#### [Instructions to follow]
Omit the images. Copy each entry word for word.
=== Data for processing ===
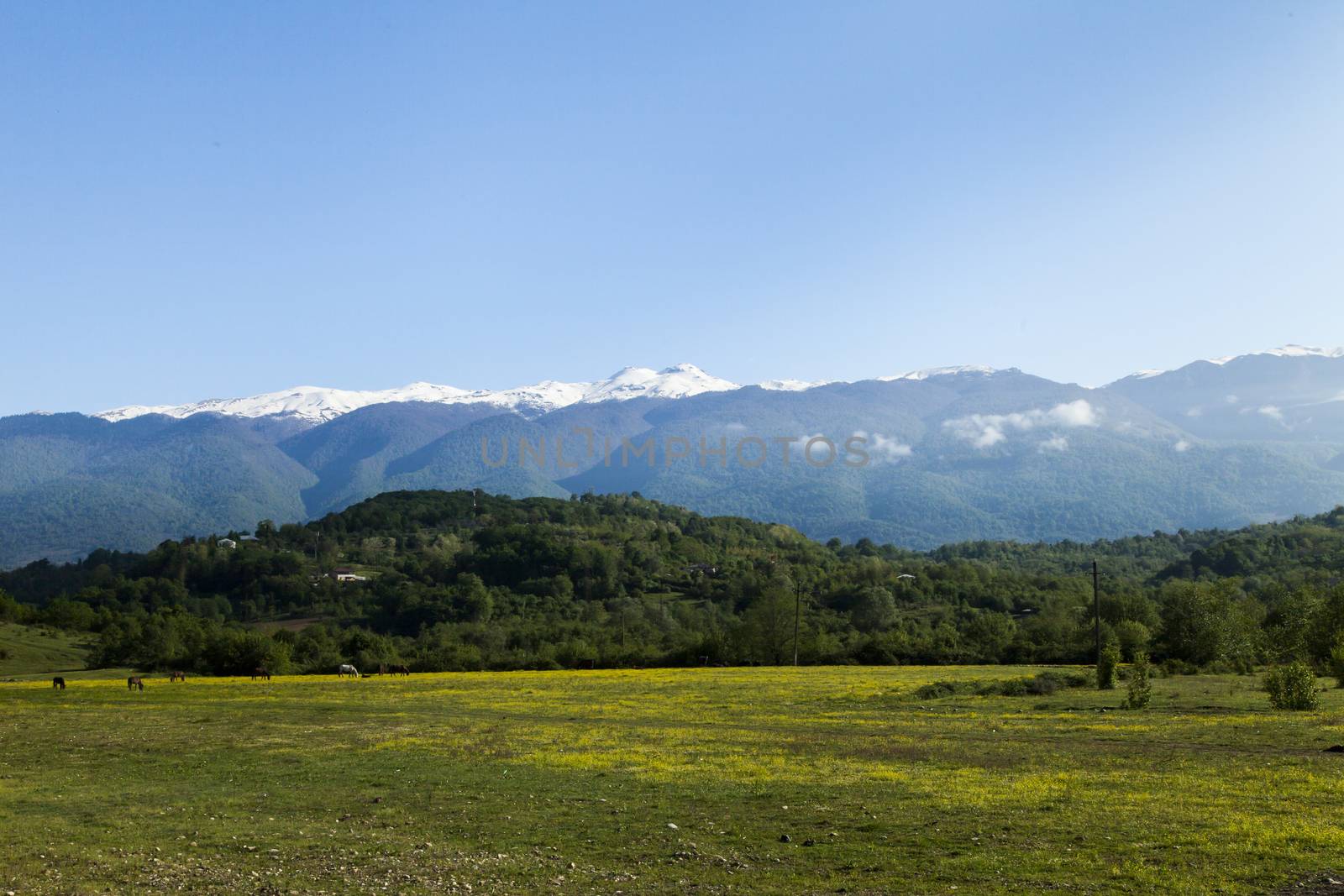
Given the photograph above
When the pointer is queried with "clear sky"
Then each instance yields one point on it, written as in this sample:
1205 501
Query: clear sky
221 199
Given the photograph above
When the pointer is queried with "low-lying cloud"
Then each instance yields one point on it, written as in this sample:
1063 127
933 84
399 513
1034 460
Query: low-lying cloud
882 448
987 430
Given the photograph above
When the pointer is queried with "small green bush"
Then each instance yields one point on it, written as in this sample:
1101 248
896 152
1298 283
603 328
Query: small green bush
1106 664
1140 688
1337 665
1292 687
936 691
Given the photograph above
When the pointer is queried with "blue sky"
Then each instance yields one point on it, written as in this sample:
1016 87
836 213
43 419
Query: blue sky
221 199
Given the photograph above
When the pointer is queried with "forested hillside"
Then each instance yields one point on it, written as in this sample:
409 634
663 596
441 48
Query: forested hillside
468 580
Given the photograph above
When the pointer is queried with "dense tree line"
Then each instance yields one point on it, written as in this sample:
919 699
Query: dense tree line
467 580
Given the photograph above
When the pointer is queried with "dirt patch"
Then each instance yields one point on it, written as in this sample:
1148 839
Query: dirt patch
1321 884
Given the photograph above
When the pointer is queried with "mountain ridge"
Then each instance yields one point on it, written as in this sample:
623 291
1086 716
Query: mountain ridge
945 454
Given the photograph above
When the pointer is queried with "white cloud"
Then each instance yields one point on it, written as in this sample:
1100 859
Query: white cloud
985 430
882 448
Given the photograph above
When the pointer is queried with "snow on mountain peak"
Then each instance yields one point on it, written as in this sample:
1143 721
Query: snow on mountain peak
319 405
1283 351
941 371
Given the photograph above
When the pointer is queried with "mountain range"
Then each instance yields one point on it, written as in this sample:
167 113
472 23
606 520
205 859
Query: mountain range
917 458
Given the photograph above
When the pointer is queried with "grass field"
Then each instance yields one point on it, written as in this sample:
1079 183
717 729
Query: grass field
31 651
571 782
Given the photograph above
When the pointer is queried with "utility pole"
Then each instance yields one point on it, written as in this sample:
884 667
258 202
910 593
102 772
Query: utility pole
797 607
1097 611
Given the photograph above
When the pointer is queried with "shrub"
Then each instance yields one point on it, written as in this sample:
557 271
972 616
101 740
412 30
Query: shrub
936 689
1106 664
1140 689
1337 665
1292 687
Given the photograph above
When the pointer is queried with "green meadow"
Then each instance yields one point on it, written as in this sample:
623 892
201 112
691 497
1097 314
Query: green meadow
35 649
706 781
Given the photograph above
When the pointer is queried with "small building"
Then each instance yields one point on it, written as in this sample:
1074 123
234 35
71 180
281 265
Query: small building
346 574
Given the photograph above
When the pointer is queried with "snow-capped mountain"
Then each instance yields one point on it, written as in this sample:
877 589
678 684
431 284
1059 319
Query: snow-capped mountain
929 372
318 405
1283 351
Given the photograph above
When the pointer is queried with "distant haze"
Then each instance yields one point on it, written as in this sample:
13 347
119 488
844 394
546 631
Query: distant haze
208 201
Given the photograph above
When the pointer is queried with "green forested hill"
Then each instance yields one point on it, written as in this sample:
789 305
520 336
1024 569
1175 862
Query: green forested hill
1001 456
465 580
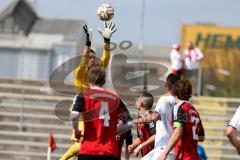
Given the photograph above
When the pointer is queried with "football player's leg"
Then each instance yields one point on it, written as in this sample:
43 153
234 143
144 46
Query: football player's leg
72 152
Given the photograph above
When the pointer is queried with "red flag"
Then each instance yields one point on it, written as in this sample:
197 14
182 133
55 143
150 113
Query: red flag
51 142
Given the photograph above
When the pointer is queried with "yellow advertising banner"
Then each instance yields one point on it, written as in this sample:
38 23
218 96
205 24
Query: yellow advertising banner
221 63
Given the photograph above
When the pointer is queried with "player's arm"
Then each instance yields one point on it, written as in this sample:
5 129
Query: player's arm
136 143
106 34
128 142
84 58
151 117
78 105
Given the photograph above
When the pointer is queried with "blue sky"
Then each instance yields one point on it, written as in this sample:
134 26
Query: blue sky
163 18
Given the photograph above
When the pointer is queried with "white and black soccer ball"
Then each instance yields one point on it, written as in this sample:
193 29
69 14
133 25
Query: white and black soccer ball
105 12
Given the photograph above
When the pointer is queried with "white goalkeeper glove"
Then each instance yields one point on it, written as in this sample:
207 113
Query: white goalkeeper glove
107 31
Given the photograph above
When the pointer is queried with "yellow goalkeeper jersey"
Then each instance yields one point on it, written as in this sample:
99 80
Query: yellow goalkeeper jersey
81 71
79 79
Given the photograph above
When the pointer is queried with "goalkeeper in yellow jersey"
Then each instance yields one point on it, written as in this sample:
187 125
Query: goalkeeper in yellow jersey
88 60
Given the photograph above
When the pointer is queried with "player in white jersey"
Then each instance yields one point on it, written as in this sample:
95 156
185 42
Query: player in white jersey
163 117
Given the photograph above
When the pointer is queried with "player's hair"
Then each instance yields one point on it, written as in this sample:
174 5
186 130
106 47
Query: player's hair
147 99
171 81
96 75
183 90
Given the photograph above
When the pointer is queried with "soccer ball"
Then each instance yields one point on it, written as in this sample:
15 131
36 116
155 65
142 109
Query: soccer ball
105 12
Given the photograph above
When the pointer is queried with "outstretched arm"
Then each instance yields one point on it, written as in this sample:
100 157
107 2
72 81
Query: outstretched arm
79 72
106 34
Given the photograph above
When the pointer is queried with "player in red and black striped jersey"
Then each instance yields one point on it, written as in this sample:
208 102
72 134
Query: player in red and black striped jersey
144 131
188 128
125 136
99 109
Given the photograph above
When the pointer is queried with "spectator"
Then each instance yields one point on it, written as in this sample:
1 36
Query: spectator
192 66
176 60
231 130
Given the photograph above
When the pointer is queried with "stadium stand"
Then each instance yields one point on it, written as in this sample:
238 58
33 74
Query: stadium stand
27 117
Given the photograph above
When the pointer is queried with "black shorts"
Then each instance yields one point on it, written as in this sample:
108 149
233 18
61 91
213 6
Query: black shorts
91 157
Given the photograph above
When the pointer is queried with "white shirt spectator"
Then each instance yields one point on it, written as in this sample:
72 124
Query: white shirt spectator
176 62
192 59
235 122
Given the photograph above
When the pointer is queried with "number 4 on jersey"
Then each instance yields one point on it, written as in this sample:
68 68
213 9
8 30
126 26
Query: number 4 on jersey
104 113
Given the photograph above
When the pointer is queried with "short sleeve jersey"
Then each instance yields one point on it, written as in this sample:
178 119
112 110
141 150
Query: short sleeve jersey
99 109
187 117
144 132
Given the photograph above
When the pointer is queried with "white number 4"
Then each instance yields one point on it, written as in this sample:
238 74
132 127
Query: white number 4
104 113
195 120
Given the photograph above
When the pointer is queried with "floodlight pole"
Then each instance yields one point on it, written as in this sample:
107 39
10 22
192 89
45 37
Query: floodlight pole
143 66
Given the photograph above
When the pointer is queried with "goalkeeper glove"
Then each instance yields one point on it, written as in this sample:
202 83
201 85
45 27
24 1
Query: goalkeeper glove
===
#### [Full response]
Given the photograph above
When the pointer is queried with "clear sky"
Then each instance yields one point on it, written as in this sample:
1205 501
Query: clear sky
221 199
Given the photograph above
When the pointer is queried with "low-lying cloud"
Then each instance yields one point on it, written as in this sample:
1063 127
933 84
399 513
1034 460
Query: low-lying cloud
882 448
987 430
Given the photograph above
When the pointer is queried with "small green bush"
Then each instance yields one point on it, written as in this sample:
1101 248
896 152
1298 283
603 328
Query: small green bush
1106 664
1140 688
1337 665
1292 687
936 691
Given the photograph above
When the pointer is queried with "blue sky"
Then each instance yields one point on it, written as in this sample:
1016 87
836 213
43 419
Query: blue sky
221 199
Given the photograph above
When the pointer is queried with "forested hillside"
Then each instance yields one point on it, written as in this sample:
409 634
663 596
441 48
Query: forested hillside
468 580
Given the photograph above
When the pointer is queried with "dense tree line"
Then each instance yields one point on it, written as in this sample:
919 699
Query: dense tree line
467 580
Given the photograph above
When the pointer is queried with "dirt patch"
Then each instance yields one point on it, written as in this sample:
1148 839
Query: dirt patch
1321 884
Given the photograph above
When the pointer is queried with "mountain ridge"
Then each instance yields one point on it, written as in this sample:
623 291
1086 716
Query: mountain ridge
945 454
Given the photograph above
When the pointer is queried with "white cloud"
Then each instance yields one point on it, written as in this sample:
1100 859
Query: white cloud
985 430
882 448
Given the photograph above
When the pointer is queried with "snow on mountain peak"
Then each instance yields one point on it, written as in this sample:
1143 721
Query: snow on mountain peak
319 405
1283 351
941 371
Given the photograph above
When the pointer is queried with "mountain range"
Then each instance yields one point on it, written as in this sample:
167 113
472 23
606 520
205 859
Query: mountain range
917 458
Given the photograph above
When the pointer is queried with "grass field"
Then each instance yields one point on it, written as in this sample:
1079 183
717 729
Query: grass field
31 651
571 782
Given the photograph above
When the pointer is queried with "utility pole"
Then each instance yields one point on it, written as in this sample:
884 667
258 202
910 593
102 772
Query: utility pole
797 607
1097 611
Given the photograph above
When the pointer is queried with "shrub"
Then each instance yields one point on it, written as in this sample:
557 271
972 616
101 740
412 30
Query: shrub
936 689
1106 664
1140 689
1337 665
1292 687
Given the photograph above
When the pointer is queried with "green meadow"
Then each instance yields one point on it, written as in this sample:
623 892
201 112
691 497
1097 314
Query: green meadow
35 649
706 781
Given the photograph above
When the pointer is queried with "small building"
Then each instance yields one point on it, written as in this sample:
1074 123
234 35
71 180
281 265
Query: small building
346 574
Given the photograph above
When the pointer is queried with "snow-capped mountain"
Then each instance yields one point on it, written as in this sample:
877 589
678 684
431 284
1059 319
Query: snow-capped mountain
929 372
318 405
1283 351
Given the photograph above
When the pointer is queried with "distant haze"
Then each instance yields one point on it, written as in this sample:
13 347
119 488
844 394
546 631
Query: distant haze
208 201
Given the photograph above
When the pointer is queried with "green forested hill"
Then each instance yields one point on it, written as in this sample:
789 305
520 336
1024 569
1175 862
Query: green forested hill
1001 456
465 580
Given the photograph above
When the pointer is queried with "football player's leg"
Then each instance yields one point on it, written as in this sample:
43 153
234 143
144 46
Query: football player's leg
72 152
Given the photograph above
When the pointer is queried with "red flag"
Then each instance yields one point on it, written as in this sample:
197 14
182 133
55 143
150 113
Query: red flag
51 142
Given the photograph above
When the pointer is queried with "yellow advertising banner"
Then each instance yields one point on it, written as in this sample:
38 23
218 96
205 24
Query: yellow advertising banner
221 63
Given the photograph above
When the pointer is queried with "player's arm"
Then each instance yields one point on it, written as in this sample:
5 129
Query: player's arm
136 143
106 34
128 142
84 58
151 117
78 105
Given the photograph above
When the pointer is queried with "blue sky"
Then each instance yields one point on it, written as in this sample:
134 26
Query: blue sky
163 18
Given the photograph above
When the pointer is queried with "white and black soccer ball"
Then each instance yields one point on it, written as in this sample:
193 29
69 14
133 25
Query: white and black soccer ball
105 12
Given the photograph above
When the pointer is queried with "white goalkeeper glove"
Then each instance yields one point on it, written as in this sample:
207 113
Query: white goalkeeper glove
107 31
Given the photograph above
When the pointer is queried with "yellow goalkeeper jersey"
Then each instance yields one point on it, written as in this sample:
99 80
Query: yellow goalkeeper jersey
81 71
79 79
Given the photograph above
When the pointer is queried with "goalkeeper in yellow jersey"
Then each instance yields one point on it, written as in this sample:
187 125
Query: goalkeeper in yellow jersey
88 60
Given the photograph above
When the pointer is queried with "player in white jersey"
Then each instance yields one point on it, written as in this sample:
95 156
185 42
Query: player in white jersey
163 117
Given the photograph above
When the pointer is queried with "player's hair"
Then each instance yields one point on it, written as in this sample:
174 5
186 130
106 47
Query: player's hair
147 99
171 81
96 75
183 90
Given the photograph above
When the pointer is queried with "soccer ball"
Then each instance yields one point on it, written as in this sample:
15 131
36 116
155 65
142 109
Query: soccer ball
105 12
Given the photograph above
When the pointer is queried with "outstretched arm"
Then each instance yields one point on it, written as in this sample:
100 157
107 2
72 81
Query: outstretched arm
79 72
106 34
Given the photograph above
When the pointer is queried with "player in red and black striped jersey"
Then each instance yields one point on it, written as in this sample:
208 102
72 134
Query: player in red and black striped jersey
144 131
188 128
125 136
99 109
Given the photograph above
When the pointer is queried with "spectator"
Then each instance yields one point on it, written as in this sample:
1 36
Query: spectator
192 66
176 60
231 130
Given the photograph above
When the pointer is queried with "stadium stand"
Then each instance yields one point on it, written as in this sample:
238 58
33 74
Query: stadium stand
27 117
Given the photograph above
When the pointer is queried with "black shorts"
Then each instance yields one point on it, written as in this sample:
108 149
233 18
61 91
213 6
Query: black shorts
91 157
Given the photograph above
When the pointer is queried with "white shirt spectator"
Then each instance yields one point on it, written as in this sample:
72 124
Query: white shirt spectator
176 62
192 59
235 122
Given the photograph above
When the pointer is queried with "number 4 on jersey"
Then each instance yields one point on it, written as in this sample:
68 68
213 9
8 30
126 26
Query: number 4 on jersey
104 113
Given the photograph above
When the pointer is queried with "short sleeve jersey"
Then each instance yields one point on it, written as in this sample:
178 119
112 110
141 150
Query: short sleeve jersey
99 109
187 117
144 132
Given the photograph above
When the pointer is queried with "white number 4"
Then each instance yields one point on it, written as in this sample:
238 74
132 127
Query: white number 4
104 113
195 120
Given the photograph above
When the pointer is queried with "floodlight pole"
Then each instance yields one point on it, written as in this sample:
107 39
10 22
192 89
45 37
Query: floodlight pole
143 66
Given the photograph above
When the pointer is queried with "goalkeeper glove"
Then each instance yields one point on it, written as in this sample:
202 83
201 85
45 27
24 1
Query: goalkeeper glove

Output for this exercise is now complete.